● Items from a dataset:
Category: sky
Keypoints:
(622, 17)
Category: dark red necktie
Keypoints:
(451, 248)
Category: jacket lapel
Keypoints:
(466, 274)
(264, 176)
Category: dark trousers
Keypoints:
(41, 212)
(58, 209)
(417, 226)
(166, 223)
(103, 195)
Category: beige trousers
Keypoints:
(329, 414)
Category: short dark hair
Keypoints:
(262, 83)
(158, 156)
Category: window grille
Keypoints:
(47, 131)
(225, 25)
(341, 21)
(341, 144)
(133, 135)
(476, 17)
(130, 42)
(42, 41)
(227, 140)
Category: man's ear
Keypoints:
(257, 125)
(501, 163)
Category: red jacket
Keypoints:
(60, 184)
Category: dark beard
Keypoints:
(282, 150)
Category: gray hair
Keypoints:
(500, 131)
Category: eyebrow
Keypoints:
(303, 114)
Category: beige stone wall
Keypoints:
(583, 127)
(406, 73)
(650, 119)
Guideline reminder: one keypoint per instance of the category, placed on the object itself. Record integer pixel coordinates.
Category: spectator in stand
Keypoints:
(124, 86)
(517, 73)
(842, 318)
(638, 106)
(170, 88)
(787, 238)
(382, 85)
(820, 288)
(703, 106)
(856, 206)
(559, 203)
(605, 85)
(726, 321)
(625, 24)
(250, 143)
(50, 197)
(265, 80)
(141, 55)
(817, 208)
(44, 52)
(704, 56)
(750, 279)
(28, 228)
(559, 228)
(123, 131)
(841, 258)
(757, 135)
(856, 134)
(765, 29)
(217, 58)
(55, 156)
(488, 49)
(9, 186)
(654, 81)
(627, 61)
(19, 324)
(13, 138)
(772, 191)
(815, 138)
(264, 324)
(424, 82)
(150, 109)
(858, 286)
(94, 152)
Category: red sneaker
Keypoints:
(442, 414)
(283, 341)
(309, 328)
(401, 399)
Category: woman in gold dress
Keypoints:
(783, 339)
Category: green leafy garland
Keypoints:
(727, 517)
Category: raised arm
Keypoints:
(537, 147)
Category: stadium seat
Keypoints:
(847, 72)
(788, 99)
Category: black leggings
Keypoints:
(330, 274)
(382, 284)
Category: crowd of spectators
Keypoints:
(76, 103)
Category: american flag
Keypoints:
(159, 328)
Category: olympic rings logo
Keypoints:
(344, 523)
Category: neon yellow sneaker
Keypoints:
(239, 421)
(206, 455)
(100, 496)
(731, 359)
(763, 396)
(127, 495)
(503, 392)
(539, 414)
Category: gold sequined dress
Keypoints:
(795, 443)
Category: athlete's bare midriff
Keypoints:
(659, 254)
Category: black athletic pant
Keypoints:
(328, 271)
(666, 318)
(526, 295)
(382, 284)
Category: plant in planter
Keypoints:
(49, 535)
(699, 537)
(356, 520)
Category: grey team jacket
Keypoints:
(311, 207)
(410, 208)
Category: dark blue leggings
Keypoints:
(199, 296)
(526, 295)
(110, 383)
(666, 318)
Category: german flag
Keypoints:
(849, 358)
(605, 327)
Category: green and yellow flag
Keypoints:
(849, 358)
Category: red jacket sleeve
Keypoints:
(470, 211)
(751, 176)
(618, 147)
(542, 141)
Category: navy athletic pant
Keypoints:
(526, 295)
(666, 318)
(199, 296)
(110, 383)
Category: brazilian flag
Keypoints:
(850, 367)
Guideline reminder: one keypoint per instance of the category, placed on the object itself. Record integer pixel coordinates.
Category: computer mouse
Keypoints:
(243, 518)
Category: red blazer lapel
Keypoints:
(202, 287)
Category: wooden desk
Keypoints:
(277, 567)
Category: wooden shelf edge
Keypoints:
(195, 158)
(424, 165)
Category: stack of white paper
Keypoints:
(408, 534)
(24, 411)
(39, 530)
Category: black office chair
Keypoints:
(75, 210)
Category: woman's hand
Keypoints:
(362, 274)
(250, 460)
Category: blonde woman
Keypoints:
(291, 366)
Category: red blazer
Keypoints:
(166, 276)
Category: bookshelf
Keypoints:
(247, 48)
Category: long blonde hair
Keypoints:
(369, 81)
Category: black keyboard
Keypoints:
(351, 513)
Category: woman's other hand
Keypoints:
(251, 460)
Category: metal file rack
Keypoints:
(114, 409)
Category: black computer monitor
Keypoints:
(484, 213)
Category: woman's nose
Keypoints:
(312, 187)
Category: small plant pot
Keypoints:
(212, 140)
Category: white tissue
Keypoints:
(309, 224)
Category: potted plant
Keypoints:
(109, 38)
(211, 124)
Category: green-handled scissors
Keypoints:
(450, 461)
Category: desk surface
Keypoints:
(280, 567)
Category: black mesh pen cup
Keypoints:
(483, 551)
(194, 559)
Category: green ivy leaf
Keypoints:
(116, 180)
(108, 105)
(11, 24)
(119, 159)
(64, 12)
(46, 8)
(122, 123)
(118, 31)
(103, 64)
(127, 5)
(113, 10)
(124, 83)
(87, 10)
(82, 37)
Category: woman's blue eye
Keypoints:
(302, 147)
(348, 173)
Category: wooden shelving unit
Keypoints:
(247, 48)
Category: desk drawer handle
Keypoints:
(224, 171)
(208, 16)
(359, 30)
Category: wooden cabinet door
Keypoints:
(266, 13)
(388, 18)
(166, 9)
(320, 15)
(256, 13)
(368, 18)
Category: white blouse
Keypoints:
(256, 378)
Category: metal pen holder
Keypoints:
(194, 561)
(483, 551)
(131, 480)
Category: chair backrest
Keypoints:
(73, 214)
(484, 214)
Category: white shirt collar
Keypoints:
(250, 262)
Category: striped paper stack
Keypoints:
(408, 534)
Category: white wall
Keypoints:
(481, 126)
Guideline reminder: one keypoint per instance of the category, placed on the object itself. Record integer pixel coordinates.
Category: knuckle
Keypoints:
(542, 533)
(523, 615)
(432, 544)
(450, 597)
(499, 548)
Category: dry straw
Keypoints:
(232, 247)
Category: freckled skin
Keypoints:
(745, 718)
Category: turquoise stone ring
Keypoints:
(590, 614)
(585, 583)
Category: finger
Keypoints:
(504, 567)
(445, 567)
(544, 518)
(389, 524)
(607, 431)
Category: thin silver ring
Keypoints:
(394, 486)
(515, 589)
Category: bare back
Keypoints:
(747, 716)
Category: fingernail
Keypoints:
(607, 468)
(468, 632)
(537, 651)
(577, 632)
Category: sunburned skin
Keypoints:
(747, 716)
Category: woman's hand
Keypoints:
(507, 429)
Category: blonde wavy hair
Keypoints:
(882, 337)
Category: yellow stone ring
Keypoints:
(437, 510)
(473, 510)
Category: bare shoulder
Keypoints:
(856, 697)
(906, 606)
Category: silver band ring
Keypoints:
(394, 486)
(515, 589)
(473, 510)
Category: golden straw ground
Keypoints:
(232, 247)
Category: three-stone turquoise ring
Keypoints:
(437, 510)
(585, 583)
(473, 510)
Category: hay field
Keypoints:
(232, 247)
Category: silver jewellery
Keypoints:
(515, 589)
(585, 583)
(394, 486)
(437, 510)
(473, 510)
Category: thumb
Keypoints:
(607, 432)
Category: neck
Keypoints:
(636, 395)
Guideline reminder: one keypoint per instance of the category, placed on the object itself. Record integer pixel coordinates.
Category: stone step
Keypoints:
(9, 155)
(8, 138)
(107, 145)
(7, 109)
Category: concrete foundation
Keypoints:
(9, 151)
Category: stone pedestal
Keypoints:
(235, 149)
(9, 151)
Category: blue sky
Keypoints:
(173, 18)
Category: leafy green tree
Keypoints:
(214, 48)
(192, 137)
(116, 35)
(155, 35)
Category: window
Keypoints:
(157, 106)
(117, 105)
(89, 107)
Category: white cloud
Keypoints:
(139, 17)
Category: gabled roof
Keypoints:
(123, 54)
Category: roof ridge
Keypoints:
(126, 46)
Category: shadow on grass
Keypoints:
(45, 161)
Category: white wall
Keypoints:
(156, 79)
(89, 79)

● Work to complete: Your answer must be the lines above from the one containing "Category: sunburned skin" to the one containing "Category: silver jewellery", both included, restated word for word.

● Task result:
Category: sunburned skin
Keypoints:
(747, 716)
Category: woman's hand
Keypoints:
(507, 429)
Category: blonde wavy hair
Keypoints:
(882, 337)
Category: yellow stone ring
Keypoints:
(437, 510)
(473, 510)
Category: bare shoulder
Keypoints:
(856, 697)
(906, 606)
Category: silver band ring
Keypoints:
(394, 486)
(515, 589)
(473, 510)
Category: golden straw ground
Keypoints:
(232, 247)
Category: three-stone turquoise ring
Keypoints:
(437, 510)
(585, 583)
(473, 510)
Category: hay field
Keypoints:
(232, 247)
Category: silver jewellery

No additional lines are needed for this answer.